Dataset excerpt
^^^^^^^^

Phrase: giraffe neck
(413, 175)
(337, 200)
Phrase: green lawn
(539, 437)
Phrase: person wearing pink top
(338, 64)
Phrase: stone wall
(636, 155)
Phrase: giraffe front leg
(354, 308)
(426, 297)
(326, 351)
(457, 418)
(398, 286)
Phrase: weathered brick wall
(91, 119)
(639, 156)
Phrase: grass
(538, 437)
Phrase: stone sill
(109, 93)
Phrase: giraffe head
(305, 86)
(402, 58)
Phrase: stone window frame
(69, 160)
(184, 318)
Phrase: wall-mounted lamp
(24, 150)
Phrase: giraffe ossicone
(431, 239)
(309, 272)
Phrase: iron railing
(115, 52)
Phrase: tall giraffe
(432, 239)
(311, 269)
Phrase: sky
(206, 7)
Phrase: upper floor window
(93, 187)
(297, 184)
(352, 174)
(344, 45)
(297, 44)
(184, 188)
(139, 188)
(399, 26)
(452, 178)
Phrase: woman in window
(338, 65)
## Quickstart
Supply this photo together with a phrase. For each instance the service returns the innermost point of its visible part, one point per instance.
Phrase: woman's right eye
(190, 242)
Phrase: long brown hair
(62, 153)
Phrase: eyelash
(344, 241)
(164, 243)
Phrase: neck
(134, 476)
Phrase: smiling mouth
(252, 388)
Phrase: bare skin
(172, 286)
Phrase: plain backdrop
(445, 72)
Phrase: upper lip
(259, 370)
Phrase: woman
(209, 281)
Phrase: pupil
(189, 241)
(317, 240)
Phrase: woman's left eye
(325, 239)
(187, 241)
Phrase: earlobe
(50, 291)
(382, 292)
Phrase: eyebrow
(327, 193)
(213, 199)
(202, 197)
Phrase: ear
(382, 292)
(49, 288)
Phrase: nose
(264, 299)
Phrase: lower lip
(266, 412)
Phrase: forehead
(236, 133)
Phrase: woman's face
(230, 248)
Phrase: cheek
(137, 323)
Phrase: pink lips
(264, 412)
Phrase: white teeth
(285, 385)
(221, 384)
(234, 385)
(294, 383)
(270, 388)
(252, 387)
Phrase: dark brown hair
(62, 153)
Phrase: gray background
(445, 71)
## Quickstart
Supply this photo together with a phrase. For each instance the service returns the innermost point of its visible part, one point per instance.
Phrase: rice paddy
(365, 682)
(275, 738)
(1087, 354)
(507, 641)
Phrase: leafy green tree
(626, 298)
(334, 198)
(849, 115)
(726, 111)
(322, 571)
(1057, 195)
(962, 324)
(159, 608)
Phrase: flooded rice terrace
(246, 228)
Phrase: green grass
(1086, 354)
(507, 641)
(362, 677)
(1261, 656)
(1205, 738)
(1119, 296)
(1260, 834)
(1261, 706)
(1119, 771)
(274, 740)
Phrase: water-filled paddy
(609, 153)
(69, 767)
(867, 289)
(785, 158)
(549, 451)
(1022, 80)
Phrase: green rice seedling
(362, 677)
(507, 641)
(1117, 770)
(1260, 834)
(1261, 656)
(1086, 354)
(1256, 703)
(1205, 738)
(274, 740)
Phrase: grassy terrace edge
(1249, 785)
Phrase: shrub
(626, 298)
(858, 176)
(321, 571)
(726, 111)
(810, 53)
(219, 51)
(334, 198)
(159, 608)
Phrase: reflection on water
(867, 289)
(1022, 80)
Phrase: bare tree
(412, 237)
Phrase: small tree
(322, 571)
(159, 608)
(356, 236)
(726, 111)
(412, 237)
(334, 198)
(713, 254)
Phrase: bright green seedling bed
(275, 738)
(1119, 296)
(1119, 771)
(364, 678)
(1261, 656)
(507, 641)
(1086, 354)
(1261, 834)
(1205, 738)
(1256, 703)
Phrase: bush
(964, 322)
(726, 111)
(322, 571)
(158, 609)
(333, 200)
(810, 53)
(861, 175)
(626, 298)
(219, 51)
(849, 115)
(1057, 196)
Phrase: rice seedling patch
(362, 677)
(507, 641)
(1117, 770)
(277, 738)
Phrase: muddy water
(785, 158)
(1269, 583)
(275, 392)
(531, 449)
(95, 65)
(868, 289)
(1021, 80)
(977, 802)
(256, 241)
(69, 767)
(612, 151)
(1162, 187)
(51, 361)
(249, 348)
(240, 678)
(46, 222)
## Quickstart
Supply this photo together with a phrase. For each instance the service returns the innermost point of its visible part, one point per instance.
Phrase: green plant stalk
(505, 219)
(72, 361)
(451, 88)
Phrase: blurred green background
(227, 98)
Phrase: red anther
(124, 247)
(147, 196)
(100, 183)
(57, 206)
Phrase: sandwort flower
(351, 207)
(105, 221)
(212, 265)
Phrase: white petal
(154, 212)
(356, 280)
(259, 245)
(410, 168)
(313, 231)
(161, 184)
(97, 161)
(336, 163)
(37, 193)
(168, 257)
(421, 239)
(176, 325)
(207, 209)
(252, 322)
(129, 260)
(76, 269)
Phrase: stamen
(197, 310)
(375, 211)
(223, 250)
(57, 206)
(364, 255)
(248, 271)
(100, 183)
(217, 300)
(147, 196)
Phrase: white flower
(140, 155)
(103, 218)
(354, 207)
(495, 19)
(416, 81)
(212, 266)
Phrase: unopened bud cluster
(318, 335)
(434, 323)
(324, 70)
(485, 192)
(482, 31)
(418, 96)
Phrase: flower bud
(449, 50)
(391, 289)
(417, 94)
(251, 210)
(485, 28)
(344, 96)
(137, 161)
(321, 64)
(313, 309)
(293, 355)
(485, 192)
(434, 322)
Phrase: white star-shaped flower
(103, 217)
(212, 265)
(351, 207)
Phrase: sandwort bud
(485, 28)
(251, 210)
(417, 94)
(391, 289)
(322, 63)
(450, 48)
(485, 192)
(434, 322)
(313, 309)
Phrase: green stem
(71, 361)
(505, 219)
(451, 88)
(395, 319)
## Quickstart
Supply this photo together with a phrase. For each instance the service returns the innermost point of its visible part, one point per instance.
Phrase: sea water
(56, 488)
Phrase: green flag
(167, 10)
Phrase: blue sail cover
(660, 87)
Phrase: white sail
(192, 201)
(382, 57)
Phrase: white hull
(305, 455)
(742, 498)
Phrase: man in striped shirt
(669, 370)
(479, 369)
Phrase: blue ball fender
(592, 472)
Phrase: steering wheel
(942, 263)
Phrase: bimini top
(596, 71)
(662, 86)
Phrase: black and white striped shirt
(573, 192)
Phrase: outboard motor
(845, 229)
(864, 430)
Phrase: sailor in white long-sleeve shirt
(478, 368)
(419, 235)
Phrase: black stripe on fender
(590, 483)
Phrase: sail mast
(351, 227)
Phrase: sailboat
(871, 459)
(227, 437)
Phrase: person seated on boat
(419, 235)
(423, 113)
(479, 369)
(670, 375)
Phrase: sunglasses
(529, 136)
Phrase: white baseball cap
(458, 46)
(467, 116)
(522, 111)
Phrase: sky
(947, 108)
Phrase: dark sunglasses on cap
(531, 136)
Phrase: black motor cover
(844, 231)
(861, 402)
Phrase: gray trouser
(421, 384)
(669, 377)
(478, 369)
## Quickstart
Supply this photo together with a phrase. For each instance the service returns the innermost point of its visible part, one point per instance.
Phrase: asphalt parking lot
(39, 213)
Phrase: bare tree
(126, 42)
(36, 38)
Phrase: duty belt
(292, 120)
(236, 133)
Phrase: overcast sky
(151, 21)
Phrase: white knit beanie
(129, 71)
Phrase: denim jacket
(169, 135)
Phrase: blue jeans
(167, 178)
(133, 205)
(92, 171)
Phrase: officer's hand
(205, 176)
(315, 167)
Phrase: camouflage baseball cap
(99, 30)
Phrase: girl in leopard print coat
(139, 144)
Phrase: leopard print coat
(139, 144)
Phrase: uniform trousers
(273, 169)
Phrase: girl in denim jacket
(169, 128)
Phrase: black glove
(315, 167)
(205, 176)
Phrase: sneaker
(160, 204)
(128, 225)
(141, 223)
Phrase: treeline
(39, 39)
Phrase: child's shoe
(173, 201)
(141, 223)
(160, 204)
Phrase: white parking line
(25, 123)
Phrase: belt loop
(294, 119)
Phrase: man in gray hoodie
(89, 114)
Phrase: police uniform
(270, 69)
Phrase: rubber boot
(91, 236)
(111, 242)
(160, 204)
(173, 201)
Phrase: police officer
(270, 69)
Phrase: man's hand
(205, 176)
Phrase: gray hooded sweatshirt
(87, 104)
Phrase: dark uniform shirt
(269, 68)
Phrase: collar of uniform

^^^^^^^^

→ **SET TASK**:
Please retype the listing between the line containing "Phrase: pupil" and the line containing "(1249, 785)", inclusive.

→ **PROBLEM SOLUTION**:
Phrase: pupil
(189, 241)
(317, 240)
Phrase: woman's left eye
(325, 239)
(187, 241)
Phrase: earlobe
(50, 291)
(382, 292)
Phrase: eyebrow
(327, 193)
(213, 199)
(202, 197)
Phrase: ear
(382, 292)
(49, 288)
Phrase: nose
(264, 299)
Phrase: lower lip
(266, 412)
Phrase: forehead
(236, 133)
Phrase: woman's face
(230, 248)
Phrase: cheek
(137, 323)
Phrase: pink lips
(264, 412)
Phrase: white teeth
(285, 385)
(221, 384)
(234, 385)
(294, 383)
(270, 388)
(252, 387)
Phrase: dark brown hair
(62, 153)
Phrase: gray background
(445, 71)
## Quickstart
Supply this photo together with a phrase. For each instance the service returns the innermost point of its visible part, one point per instance.
Phrase: rice paddy
(365, 682)
(275, 738)
(1087, 354)
(507, 641)
Phrase: leafy green tree
(626, 298)
(334, 198)
(849, 115)
(726, 111)
(322, 571)
(1057, 195)
(962, 324)
(159, 608)
Phrase: flooded rice terrace
(246, 228)
Phrase: green grass
(1086, 354)
(507, 641)
(362, 677)
(1261, 656)
(1205, 738)
(1119, 296)
(1260, 834)
(1261, 706)
(1119, 771)
(274, 740)
Phrase: water-filled paddy
(609, 153)
(69, 767)
(867, 289)
(785, 158)
(549, 451)
(1022, 80)
Phrase: green rice seedling
(362, 677)
(507, 641)
(1117, 770)
(1260, 834)
(1261, 656)
(1086, 354)
(1256, 703)
(1205, 738)
(274, 740)
Phrase: grassy terrace edge
(1249, 785)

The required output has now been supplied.